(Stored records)
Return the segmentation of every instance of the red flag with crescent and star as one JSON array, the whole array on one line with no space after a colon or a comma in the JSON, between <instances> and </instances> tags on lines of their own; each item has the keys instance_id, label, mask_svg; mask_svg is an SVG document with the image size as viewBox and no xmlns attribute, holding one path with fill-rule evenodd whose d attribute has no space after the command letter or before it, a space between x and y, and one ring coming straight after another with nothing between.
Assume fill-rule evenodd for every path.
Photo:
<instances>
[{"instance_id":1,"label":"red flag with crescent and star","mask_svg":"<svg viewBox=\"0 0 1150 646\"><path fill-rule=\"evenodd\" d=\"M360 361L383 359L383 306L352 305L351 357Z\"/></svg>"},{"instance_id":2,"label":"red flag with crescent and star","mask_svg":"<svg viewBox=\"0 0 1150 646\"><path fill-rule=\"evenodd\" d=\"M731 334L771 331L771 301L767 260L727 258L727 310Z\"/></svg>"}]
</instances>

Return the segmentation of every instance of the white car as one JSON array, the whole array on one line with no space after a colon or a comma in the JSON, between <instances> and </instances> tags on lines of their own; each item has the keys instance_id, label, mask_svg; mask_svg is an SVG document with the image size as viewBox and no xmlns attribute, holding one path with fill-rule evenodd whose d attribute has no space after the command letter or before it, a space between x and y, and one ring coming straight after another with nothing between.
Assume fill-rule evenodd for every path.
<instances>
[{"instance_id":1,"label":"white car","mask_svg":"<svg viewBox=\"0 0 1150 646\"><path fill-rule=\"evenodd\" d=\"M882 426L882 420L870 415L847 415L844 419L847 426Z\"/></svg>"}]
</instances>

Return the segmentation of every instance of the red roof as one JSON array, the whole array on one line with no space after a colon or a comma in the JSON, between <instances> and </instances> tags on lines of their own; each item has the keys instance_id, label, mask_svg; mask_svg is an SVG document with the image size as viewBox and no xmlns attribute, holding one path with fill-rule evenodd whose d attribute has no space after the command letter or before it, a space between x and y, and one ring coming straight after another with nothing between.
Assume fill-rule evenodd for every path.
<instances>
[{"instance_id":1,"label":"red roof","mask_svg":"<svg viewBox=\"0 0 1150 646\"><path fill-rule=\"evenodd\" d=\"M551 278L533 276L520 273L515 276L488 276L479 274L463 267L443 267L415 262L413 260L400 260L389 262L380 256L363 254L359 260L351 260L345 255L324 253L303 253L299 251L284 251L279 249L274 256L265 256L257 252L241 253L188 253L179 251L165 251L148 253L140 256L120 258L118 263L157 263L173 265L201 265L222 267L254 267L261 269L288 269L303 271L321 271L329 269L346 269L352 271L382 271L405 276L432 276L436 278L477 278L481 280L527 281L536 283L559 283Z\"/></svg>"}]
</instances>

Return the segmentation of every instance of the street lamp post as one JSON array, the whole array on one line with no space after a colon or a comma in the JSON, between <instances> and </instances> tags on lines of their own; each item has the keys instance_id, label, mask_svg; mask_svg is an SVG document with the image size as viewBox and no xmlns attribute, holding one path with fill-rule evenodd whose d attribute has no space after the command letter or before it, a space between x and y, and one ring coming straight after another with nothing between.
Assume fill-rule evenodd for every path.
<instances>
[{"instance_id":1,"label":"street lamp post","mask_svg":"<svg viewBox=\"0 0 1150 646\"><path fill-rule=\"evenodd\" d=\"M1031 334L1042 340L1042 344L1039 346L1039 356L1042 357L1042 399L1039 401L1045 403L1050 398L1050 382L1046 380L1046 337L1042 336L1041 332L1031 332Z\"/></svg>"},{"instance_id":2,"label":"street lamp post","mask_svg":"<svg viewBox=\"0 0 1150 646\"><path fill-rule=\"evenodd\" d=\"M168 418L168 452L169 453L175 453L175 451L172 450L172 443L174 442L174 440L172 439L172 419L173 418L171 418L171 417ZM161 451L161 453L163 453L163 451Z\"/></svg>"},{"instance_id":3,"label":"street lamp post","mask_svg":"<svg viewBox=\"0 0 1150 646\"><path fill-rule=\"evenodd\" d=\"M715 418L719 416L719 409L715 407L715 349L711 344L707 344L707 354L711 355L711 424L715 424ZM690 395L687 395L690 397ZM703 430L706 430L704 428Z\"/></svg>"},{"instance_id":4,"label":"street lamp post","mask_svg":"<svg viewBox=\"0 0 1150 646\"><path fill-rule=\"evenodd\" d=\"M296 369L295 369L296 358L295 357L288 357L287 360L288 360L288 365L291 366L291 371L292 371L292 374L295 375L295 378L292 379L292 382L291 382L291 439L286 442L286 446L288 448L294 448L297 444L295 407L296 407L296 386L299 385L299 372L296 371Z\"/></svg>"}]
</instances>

Instructions for the task ▸
Return the entries above exactly as they were written.

Answer to this problem ▸
Return the segmentation of every instance of the red flag with crescent and star as one JSON array, the whole array on one line with no space after a colon or a comma in the JSON, between <instances> and </instances> tags on lines of their own; each item has the keys instance_id, label, mask_svg; mask_svg is an SVG document with the image size as viewBox and no xmlns attribute, holding one path with fill-rule evenodd whose d attribute has no space after the command letter or before it, a space between x and y, and one ring coming straight after another with nothing between.
Assume fill-rule evenodd for every path.
Photo:
<instances>
[{"instance_id":1,"label":"red flag with crescent and star","mask_svg":"<svg viewBox=\"0 0 1150 646\"><path fill-rule=\"evenodd\" d=\"M360 361L383 359L383 306L352 305L351 357Z\"/></svg>"},{"instance_id":2,"label":"red flag with crescent and star","mask_svg":"<svg viewBox=\"0 0 1150 646\"><path fill-rule=\"evenodd\" d=\"M731 334L771 331L771 301L767 260L727 258L727 310Z\"/></svg>"}]
</instances>

Return the segmentation of every instance of the white car as one JSON array, the whole array on one line with no space after a colon or a comma in the JSON, between <instances> and </instances> tags on lines of their own; each item has the keys instance_id, label, mask_svg; mask_svg is an SVG document with the image size as viewBox and no xmlns attribute, holding one path with fill-rule evenodd whose d attribute has no space after the command letter or before it, a space between x and y, and one ring coming straight after another with nothing between.
Assume fill-rule evenodd for every path.
<instances>
[{"instance_id":1,"label":"white car","mask_svg":"<svg viewBox=\"0 0 1150 646\"><path fill-rule=\"evenodd\" d=\"M882 426L882 420L870 415L847 415L844 419L847 426Z\"/></svg>"}]
</instances>

Return the segmentation of every instance of the red roof as one JSON array, the whole array on one line with no space after a colon or a comma in the JSON, between <instances> and </instances> tags on lines of their own; each item has the keys instance_id, label, mask_svg; mask_svg is an SVG document with the image size as viewBox and no xmlns attribute, holding one path with fill-rule evenodd whose d attribute has no space after the command letter or before it, a space between x and y, and one ring coming straight after another with nothing between.
Assume fill-rule evenodd for every path.
<instances>
[{"instance_id":1,"label":"red roof","mask_svg":"<svg viewBox=\"0 0 1150 646\"><path fill-rule=\"evenodd\" d=\"M551 278L533 276L520 273L515 276L488 276L479 274L463 267L443 267L415 262L413 260L400 260L389 262L380 256L363 254L359 260L351 260L345 255L324 253L303 253L299 251L284 251L279 249L274 256L265 256L257 252L241 253L188 253L179 251L165 251L148 253L140 256L120 258L118 263L157 263L173 265L201 265L222 267L254 267L261 269L288 269L303 271L321 271L329 269L346 269L352 271L382 271L405 276L432 276L436 278L477 278L481 280L527 281L536 283L559 283Z\"/></svg>"}]
</instances>

Return the segmentation of every instance of the street lamp post as one JSON array, the whole array on one line with no space after a colon or a comma in the JSON, between <instances> and </instances> tags on lines of their own; each item has the keys instance_id, label, mask_svg; mask_svg is an SVG document with the image size as viewBox and no xmlns attribute, holding one path with fill-rule evenodd whose d attribute has no space after the command letter or before it, a space between x and y, and one ring coming straight after another with nothing between.
Assume fill-rule evenodd for every path.
<instances>
[{"instance_id":1,"label":"street lamp post","mask_svg":"<svg viewBox=\"0 0 1150 646\"><path fill-rule=\"evenodd\" d=\"M1031 334L1042 340L1042 344L1039 346L1039 356L1042 357L1042 399L1039 401L1045 403L1050 398L1050 382L1046 380L1046 337L1042 336L1041 332L1031 332Z\"/></svg>"},{"instance_id":2,"label":"street lamp post","mask_svg":"<svg viewBox=\"0 0 1150 646\"><path fill-rule=\"evenodd\" d=\"M168 418L168 452L169 453L175 453L175 451L172 450L172 443L174 442L174 440L172 439L172 419L173 418L171 418L171 417ZM161 451L161 453L163 453L163 451Z\"/></svg>"},{"instance_id":3,"label":"street lamp post","mask_svg":"<svg viewBox=\"0 0 1150 646\"><path fill-rule=\"evenodd\" d=\"M715 418L719 416L719 409L715 407L715 349L711 344L707 344L707 354L711 355L711 424L715 424ZM690 395L687 395L690 397ZM703 430L706 430L704 428Z\"/></svg>"},{"instance_id":4,"label":"street lamp post","mask_svg":"<svg viewBox=\"0 0 1150 646\"><path fill-rule=\"evenodd\" d=\"M296 369L295 369L296 358L295 357L288 357L287 360L288 360L288 365L291 366L291 371L292 371L292 374L295 375L295 378L292 379L292 382L291 382L291 439L286 442L286 446L288 448L294 448L297 444L295 407L296 407L296 386L299 385L299 372L296 371Z\"/></svg>"}]
</instances>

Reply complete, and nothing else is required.